WHAT YOU WILL DO >> Copy the data word for word, starting at its first line and ending with the line containing "49, 0, 1183, 291".

EXERCISE DATA >>
┏━━

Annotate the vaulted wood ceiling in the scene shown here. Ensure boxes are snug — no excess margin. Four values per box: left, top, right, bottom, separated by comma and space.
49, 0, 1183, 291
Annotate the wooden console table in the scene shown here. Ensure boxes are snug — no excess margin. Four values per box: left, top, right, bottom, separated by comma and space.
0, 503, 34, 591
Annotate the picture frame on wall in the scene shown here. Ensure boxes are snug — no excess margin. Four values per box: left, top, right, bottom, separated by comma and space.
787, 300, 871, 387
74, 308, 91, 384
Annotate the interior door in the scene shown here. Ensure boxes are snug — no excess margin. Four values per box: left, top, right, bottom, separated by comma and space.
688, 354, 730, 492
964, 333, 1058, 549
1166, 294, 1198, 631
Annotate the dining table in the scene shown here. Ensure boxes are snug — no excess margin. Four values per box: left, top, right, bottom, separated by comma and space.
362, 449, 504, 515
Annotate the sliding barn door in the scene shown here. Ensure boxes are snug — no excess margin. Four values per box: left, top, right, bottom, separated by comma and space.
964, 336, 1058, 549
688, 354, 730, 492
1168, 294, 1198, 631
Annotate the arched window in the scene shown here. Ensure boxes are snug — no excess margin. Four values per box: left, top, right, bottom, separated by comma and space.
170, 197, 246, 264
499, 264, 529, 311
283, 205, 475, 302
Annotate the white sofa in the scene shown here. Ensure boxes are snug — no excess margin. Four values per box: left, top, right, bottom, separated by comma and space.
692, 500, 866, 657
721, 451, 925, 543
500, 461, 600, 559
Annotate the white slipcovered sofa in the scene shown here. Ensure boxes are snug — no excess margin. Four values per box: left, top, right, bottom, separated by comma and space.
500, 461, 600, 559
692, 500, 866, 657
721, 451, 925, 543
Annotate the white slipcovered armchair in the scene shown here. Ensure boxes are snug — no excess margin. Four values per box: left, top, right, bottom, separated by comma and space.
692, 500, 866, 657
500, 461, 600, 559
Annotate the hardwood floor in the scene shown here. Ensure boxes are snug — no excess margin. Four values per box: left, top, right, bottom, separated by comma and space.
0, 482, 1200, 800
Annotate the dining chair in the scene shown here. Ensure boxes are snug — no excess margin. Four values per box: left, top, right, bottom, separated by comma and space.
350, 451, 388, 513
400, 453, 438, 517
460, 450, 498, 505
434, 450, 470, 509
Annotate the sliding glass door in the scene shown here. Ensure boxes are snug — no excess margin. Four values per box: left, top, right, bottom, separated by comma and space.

┗━━

CORRECT RESULT >>
Annotate the vaulted wood ceiling in the scene shown here. Ensure boxes are snug — no excess margin. Four values per box: left, top, right, bottom, separated by comma and space.
49, 0, 1183, 291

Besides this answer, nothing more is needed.